Requests —
a – From the snow plowing thread, transcribe the stretch from "This is a tiny" through "lesson.That was fun." word for word.
b – According to the snow plowing thread, why was one corner the only place to put snow in the tiny lot, and why did it still lack room? Answer in one to three sentences.

Document excerpt —
"""

Hey everyone, take pictures (when you can and its safe to) and post them here. I just love seeing pictures, and knowing I am not the only one dealing with these people. Thumbs Up


----------



## wlc00 (Dec 25, 2012)

I know how you feel.I deal with those same knuckleheads when I plow. No freaking clue!


----------



## potskie (Feb 9, 2011)

I ran into alot of bone heads over the last couple days but this is the only picture I took.

This is a tiny tiny lot and this is the only place to put snow on the whole thing. 2 of the 3 other corners are building entrances and corner 3 is handicapped parking.

I tried stuffing the snow in there as best I could but there wasn't anywhere near enough room considering the van was against the existing pile.


----------



## tuney443 (Jun 25, 2006)

Called up the owner of my 1 lot and gave him the plate #'s of all the 4 cars.Deal is NO cars during and after a Winter event.He gets back to me in app. 2 minutes,says those plates aren't in his database,says bury them in Wayne,teach them a lesson.That was fun.


----------



## Stinson Landscp (Feb 7, 2010)

"""

Rows —
"""

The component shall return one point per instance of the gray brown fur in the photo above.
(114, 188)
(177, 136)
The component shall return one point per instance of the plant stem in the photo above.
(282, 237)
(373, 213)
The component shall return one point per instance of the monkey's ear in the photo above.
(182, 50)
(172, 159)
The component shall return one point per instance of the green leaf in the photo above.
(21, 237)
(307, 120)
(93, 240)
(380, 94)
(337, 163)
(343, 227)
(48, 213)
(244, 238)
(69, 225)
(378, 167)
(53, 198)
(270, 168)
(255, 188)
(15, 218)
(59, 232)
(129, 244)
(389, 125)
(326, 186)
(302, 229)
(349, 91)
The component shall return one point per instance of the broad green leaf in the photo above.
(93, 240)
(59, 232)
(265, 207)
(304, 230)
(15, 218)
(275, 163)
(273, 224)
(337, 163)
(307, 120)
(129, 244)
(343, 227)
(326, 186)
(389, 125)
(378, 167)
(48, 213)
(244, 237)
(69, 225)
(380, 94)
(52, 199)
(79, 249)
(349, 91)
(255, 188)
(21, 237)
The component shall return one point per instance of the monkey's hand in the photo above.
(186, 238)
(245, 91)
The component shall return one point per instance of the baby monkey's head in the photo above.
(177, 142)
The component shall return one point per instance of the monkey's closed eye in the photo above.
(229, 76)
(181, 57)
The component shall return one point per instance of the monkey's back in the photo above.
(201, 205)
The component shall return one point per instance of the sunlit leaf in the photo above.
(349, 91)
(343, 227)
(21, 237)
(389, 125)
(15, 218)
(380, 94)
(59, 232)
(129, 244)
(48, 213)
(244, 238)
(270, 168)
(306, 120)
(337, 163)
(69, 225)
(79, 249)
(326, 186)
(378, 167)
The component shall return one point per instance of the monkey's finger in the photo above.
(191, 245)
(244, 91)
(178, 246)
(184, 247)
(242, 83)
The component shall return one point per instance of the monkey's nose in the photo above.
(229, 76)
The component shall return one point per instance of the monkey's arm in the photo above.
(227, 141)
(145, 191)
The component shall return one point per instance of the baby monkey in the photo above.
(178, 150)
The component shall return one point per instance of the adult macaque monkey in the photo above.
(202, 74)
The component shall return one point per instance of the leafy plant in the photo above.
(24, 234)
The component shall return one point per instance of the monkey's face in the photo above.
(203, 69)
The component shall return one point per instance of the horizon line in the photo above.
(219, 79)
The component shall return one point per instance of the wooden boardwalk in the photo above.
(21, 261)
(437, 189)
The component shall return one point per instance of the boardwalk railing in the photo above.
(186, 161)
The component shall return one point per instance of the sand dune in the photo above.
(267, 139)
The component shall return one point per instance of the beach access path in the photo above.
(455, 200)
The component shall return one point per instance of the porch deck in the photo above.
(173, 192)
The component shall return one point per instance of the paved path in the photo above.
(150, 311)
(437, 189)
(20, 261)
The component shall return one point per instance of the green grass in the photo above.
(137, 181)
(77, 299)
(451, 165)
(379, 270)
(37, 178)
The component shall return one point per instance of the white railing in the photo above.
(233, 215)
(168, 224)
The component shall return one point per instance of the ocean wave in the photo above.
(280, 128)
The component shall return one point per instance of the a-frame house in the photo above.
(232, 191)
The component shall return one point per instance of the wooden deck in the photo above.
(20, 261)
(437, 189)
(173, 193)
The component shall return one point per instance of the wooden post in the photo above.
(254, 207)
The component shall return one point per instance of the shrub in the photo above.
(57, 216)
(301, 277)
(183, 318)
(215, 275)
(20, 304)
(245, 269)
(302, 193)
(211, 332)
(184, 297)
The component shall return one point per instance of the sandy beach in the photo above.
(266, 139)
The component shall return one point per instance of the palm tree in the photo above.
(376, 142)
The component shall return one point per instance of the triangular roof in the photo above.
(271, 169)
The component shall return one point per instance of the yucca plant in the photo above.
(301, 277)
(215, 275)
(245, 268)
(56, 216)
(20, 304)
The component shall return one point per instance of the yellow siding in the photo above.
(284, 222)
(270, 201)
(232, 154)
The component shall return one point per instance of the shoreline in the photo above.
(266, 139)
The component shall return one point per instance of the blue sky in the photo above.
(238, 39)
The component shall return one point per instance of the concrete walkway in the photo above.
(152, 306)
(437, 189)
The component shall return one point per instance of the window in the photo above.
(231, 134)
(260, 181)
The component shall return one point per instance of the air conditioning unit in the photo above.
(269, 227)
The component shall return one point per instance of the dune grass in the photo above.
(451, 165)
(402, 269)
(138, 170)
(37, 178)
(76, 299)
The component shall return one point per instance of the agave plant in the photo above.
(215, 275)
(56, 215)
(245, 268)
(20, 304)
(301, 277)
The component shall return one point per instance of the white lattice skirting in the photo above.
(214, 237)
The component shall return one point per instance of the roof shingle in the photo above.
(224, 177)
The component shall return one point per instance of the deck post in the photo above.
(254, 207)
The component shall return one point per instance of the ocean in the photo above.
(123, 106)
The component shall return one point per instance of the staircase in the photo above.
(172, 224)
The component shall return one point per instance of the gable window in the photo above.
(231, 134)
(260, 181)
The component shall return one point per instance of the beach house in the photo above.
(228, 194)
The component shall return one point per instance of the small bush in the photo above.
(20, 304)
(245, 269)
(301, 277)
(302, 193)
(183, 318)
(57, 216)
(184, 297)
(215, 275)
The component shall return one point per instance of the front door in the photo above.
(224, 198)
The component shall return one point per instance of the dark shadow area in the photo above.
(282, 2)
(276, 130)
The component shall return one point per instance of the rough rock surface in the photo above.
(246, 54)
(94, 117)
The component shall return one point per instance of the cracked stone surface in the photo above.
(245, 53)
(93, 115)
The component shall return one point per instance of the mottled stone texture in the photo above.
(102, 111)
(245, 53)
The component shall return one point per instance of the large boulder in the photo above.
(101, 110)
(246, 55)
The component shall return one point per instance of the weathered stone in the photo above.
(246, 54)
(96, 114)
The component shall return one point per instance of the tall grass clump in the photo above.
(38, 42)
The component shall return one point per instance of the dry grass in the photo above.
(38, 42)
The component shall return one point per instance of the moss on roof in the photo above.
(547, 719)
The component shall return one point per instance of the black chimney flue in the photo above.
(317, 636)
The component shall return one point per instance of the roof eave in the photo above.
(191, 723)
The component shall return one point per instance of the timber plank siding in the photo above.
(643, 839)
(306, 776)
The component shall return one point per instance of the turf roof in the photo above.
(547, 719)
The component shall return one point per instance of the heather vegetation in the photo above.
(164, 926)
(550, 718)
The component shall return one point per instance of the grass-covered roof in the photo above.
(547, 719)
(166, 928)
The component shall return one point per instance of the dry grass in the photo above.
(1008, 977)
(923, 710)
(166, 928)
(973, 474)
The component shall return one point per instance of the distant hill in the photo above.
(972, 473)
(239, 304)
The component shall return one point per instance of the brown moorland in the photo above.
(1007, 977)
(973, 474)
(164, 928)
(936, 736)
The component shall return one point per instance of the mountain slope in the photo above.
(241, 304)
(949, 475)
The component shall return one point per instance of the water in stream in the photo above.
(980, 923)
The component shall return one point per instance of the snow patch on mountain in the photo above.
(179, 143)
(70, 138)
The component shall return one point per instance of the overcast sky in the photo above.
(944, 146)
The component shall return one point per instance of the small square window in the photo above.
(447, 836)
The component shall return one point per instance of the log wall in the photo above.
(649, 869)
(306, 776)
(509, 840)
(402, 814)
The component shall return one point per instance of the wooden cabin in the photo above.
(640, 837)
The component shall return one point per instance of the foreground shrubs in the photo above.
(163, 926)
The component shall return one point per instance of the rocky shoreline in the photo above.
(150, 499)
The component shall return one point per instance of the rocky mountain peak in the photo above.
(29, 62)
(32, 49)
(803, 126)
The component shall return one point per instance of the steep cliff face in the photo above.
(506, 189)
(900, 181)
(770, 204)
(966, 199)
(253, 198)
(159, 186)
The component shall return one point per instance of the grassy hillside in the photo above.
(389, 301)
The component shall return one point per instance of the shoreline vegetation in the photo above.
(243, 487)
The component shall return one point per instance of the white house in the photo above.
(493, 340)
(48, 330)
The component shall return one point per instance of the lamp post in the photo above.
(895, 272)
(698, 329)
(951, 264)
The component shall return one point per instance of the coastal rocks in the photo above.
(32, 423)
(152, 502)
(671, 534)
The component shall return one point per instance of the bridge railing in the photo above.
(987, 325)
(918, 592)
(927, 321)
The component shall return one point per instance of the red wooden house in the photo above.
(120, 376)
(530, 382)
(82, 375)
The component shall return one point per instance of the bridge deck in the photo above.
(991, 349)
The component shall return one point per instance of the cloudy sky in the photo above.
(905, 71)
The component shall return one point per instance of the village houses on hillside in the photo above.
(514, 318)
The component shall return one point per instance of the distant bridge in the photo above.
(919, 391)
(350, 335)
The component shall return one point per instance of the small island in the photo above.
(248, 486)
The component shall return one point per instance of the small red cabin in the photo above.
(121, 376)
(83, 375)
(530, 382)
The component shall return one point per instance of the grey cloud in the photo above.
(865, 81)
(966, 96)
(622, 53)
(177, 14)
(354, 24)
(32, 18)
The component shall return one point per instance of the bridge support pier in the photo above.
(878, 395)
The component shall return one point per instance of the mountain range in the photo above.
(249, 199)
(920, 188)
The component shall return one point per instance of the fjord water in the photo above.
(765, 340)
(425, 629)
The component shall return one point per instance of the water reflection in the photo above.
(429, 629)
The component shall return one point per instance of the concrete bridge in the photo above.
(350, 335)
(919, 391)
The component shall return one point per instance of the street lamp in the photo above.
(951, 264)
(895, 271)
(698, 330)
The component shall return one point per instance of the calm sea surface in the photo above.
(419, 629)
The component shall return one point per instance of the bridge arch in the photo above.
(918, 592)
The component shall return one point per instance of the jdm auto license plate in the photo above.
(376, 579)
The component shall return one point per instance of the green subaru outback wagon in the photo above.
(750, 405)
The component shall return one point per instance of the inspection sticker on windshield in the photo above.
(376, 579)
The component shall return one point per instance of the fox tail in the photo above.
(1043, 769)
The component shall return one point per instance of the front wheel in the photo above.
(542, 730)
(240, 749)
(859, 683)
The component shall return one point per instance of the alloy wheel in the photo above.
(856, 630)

"""

Results —
a –
This is a tiny tiny lot and this is the only place to put snow on the whole thing. 2 of the 3 other corners are building entrances and corner 3 is handicapped parking.

I tried stuffing the snow in there as best I could but there wasn't anywhere near enough room considering the van was against the existing pile.


----------



## tuney443 (Jun 25, 2006)

Called up the owner of my 1 lot and gave him the plate #'s of all the 4 cars.Deal is NO cars during and after a Winter event.He gets back to me in app. 2 minutes,says those plates aren't in his database,says bury them in Wayne,teach them a lesson.That was fun.

b – Two of the lot's other three corners are building entrances, and the third is handicapped parking. The remaining corner still lacked room because the van was parked against the existing pile.